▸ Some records
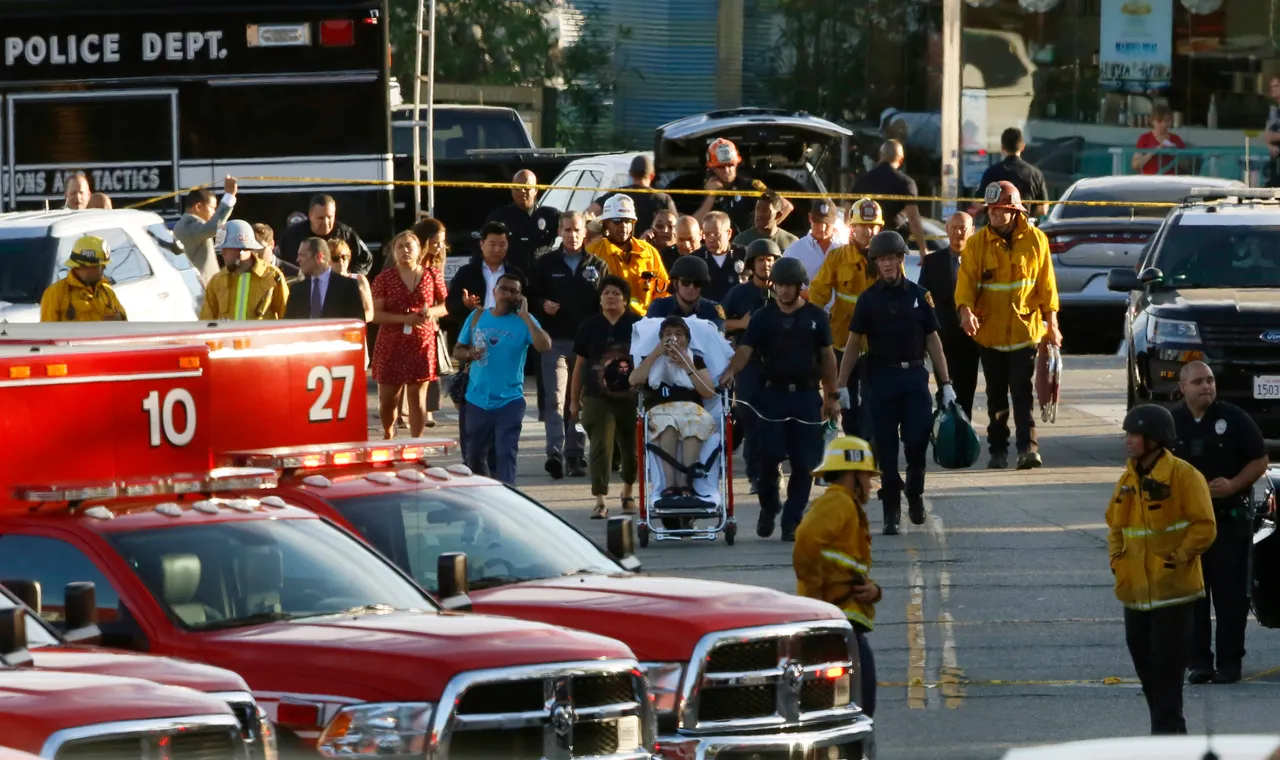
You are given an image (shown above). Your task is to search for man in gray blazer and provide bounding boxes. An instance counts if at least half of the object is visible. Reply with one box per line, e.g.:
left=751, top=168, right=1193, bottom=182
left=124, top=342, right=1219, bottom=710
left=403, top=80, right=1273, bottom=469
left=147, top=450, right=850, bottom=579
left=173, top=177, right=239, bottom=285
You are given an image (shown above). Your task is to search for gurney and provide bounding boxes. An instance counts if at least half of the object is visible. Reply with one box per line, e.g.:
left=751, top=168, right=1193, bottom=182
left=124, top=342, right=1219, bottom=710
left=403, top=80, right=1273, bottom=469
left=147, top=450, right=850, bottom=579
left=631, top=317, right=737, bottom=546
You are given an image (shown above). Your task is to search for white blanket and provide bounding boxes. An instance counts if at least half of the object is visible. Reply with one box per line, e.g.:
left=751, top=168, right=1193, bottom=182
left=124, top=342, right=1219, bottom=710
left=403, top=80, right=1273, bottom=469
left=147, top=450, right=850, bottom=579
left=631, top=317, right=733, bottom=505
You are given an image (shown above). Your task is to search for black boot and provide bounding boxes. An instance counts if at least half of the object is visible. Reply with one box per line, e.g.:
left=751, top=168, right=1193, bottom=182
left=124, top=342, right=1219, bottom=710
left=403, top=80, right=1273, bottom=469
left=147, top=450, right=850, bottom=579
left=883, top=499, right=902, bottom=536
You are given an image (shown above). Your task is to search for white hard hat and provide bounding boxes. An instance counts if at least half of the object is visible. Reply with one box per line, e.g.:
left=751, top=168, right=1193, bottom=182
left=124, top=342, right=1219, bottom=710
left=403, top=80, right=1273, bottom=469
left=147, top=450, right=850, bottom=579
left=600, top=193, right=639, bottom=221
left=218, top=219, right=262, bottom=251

==

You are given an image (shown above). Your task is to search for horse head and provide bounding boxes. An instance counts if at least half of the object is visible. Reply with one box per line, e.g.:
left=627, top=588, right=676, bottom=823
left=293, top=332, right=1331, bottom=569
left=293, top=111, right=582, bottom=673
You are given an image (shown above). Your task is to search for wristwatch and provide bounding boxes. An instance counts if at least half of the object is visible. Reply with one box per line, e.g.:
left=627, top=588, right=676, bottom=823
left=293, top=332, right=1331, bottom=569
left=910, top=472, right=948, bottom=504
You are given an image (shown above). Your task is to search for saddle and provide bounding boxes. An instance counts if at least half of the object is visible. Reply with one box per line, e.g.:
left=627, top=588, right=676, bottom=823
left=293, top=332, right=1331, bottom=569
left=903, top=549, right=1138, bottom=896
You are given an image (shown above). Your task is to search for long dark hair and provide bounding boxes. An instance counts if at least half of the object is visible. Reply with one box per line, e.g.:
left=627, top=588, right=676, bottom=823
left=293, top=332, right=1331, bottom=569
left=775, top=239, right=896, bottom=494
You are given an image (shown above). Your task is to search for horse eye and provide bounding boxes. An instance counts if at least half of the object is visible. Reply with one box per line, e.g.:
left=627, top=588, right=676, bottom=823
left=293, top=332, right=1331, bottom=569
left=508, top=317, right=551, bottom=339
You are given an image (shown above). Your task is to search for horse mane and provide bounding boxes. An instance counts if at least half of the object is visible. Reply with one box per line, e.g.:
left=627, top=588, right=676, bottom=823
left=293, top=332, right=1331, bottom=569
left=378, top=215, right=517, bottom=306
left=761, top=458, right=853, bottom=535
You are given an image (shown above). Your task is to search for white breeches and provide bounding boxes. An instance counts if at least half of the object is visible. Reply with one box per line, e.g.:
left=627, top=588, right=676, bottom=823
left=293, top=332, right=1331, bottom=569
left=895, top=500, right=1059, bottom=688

==

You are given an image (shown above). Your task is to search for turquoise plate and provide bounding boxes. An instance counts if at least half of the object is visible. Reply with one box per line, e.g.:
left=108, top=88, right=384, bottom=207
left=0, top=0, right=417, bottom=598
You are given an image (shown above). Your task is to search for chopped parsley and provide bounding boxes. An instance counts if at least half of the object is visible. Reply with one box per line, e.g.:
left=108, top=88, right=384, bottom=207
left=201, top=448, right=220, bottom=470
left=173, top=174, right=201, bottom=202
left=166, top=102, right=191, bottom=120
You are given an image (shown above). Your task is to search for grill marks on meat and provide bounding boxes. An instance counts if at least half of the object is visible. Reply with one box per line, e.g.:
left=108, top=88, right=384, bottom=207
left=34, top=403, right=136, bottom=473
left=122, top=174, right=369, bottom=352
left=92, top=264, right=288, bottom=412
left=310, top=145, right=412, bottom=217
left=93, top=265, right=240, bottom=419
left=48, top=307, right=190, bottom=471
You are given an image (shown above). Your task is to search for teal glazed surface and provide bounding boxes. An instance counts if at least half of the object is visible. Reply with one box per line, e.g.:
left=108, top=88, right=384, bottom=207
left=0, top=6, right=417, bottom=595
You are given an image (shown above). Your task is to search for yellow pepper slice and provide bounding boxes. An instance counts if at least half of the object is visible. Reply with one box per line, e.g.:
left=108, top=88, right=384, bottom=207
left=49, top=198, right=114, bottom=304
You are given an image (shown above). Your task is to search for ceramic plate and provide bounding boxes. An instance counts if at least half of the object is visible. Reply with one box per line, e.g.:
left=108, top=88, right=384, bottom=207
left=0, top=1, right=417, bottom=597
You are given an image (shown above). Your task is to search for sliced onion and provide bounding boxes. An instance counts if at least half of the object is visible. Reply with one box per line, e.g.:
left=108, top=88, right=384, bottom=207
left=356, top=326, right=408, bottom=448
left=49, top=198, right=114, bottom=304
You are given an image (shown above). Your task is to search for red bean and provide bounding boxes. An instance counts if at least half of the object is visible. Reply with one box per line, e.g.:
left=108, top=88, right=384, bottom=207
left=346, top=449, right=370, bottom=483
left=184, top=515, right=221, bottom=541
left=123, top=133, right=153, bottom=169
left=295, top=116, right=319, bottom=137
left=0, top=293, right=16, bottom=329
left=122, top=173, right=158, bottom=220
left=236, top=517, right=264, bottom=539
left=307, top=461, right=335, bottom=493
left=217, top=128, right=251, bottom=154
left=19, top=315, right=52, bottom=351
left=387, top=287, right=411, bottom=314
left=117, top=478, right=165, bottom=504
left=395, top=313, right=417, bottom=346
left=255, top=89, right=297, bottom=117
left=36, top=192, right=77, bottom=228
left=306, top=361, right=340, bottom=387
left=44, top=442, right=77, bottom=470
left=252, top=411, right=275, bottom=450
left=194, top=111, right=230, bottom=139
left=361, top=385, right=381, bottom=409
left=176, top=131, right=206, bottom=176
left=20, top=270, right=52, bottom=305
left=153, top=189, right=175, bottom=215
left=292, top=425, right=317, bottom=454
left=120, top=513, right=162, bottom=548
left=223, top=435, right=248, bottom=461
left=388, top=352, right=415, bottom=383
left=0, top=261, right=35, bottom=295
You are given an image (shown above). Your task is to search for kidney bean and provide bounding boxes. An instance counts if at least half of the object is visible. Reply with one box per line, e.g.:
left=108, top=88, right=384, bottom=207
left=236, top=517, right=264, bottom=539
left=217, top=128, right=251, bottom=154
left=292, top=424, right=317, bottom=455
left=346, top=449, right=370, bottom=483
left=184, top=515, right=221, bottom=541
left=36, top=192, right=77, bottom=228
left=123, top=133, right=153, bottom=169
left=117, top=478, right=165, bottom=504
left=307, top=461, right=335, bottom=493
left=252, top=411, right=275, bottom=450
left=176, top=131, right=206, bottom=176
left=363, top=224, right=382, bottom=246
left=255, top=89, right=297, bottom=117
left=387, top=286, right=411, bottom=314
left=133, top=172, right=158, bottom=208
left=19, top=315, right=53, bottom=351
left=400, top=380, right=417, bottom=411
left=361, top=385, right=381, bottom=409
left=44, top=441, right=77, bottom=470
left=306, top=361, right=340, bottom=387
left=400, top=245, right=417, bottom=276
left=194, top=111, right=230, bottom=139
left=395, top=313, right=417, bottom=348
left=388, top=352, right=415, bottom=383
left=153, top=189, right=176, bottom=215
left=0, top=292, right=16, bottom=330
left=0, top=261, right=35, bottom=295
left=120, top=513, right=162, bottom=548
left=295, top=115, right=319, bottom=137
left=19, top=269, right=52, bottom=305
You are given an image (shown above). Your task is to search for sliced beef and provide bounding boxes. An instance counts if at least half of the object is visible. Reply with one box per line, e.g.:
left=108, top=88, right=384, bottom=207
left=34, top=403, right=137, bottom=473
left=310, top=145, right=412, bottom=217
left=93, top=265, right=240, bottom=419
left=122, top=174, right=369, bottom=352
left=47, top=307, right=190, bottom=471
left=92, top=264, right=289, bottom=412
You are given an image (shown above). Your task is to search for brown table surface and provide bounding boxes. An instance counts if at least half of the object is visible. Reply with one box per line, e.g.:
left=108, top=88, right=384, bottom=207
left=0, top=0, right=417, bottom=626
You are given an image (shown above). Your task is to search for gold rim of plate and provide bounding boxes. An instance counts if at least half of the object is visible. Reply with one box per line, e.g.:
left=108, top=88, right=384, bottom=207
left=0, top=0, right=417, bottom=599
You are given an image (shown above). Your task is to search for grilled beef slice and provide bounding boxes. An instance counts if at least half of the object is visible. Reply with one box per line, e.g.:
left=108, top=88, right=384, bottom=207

▸ Stated problem
Can you copy out, word for word, the stretch of the data from the line containing "search for man" through the line containing "left=173, top=177, right=239, bottom=285"?

▸ The reply
You are given an image (shown above). Your task is to search for man in gray blazer and provide bounding boxes. An instance counts if at least half of the object is visible. Reply with one box per line, e.g.:
left=751, top=168, right=1193, bottom=182
left=124, top=342, right=1219, bottom=710
left=403, top=80, right=1273, bottom=469
left=147, top=450, right=850, bottom=579
left=173, top=177, right=239, bottom=285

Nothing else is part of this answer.